Text shown
---+---
Hello friends and family!
This is René by the way,
This is René by the way,
Just wanted to give you all an update as to what life is like up here in the northeast, and where my thoughts have been lately.
I really can't believe it, but today marks exactly two months that Jess and I have been in Pennsylvania. Exactly two months ago we said goodbye to our families, our friends, & our home. We said goodbye to our old hangout spots, the places we would go on dates together, our memory lanes & our Monterey county culture. Everything that I knew, my whole reality, was in California. And If I may be honest, I was deathly afraid I wasn't going to be able to get on that plane and leave it all behind.
The only real comfort was the thought that I wasn't going alone. I would constantly look over at Jess and see that she was going through all these emotions with me. She's going with me too, I would think. Which moved me to try and comfort her as we dealt with that very difficult day. I'd try my hardest to prevent those tears building up in her eyes from rolling down her face. I'd smile and tell her that we would be okay; but even I caught myself having to work at believing my own words. And when I couldn't keep the tears from falling, I sometimes would join in. But at least we were together. She was the only piece of my California that was going with me. And I was hers. Every other aspect of life would have to change and mold to something else.
Fast forward two months from that day, and you'll find me sitting in an office, learning the ropes of a church called LCBC. Jess is found in our new apartment, either updating this blog, unpacking boxes, editing photos, or cuddling with our new cat Atticus (yes, like the character in to To Kill a Mockingbird).
Although we've gone through these last few months together, I'm certain that we've had completely different experiences and encounters here. I think that just comes with the territory of having one spouse working full time and the other not.
But there are things we've experienced alike. I know for me, and I think Jess too, two months have seemed like two weeks. February seemed to be nothing but a sign along the freeway, and I was going 70 MPH. We made eye contact, then it was gone.
So where am I now? Well, I could make this post very long and go into vast resources of thoughts on many of my experiences so far. But to continue with the theme of this post, I'll simply say moving is hard. I don't think it's possible to fully prepare for a move across the country if one has never done it. I know I thought I was, but I wasn't.
---+---
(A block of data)
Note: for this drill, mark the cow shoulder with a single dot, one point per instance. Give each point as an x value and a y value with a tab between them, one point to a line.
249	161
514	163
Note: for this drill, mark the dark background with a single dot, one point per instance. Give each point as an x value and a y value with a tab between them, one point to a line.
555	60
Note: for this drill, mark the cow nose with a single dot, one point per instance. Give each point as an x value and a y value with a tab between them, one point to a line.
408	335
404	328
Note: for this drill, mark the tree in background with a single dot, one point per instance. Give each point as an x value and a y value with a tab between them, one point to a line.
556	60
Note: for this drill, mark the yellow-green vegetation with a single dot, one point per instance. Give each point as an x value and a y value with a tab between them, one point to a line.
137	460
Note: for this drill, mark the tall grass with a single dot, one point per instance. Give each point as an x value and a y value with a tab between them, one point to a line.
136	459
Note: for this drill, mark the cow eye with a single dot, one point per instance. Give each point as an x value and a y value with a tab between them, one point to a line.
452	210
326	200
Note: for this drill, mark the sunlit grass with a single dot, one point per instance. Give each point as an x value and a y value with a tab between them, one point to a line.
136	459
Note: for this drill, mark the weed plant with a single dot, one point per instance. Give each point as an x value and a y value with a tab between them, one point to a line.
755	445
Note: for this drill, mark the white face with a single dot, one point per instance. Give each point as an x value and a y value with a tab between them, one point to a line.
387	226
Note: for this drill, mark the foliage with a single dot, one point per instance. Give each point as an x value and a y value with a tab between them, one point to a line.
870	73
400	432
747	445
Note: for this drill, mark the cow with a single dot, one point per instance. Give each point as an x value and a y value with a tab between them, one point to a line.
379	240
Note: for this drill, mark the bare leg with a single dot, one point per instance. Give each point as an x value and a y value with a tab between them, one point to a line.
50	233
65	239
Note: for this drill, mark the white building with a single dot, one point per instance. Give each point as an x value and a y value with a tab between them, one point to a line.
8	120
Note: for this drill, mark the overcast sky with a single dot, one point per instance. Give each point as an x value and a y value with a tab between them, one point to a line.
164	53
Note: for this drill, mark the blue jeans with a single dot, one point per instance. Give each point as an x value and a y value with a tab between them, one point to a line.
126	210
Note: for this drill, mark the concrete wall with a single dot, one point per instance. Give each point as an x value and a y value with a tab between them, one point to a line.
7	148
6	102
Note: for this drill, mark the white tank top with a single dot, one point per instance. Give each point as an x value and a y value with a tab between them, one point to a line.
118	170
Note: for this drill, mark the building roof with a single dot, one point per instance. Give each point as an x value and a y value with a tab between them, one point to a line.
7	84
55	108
---+---
Task goal
In the blog post about moving, replace "Atticus" with "Scout" in the part starting with "Fast forward two" and going on through "Kill a Mockingbird).", and write out that part.

Task solution
Fast forward two months from that day, and you'll find me sitting in an office, learning the ropes of a church called LCBC. Jess is found in our new apartment, either updating this blog, unpacking boxes, editing photos, or cuddling with our new cat Scout (yes, like the character in to To Kill a Mockingbird).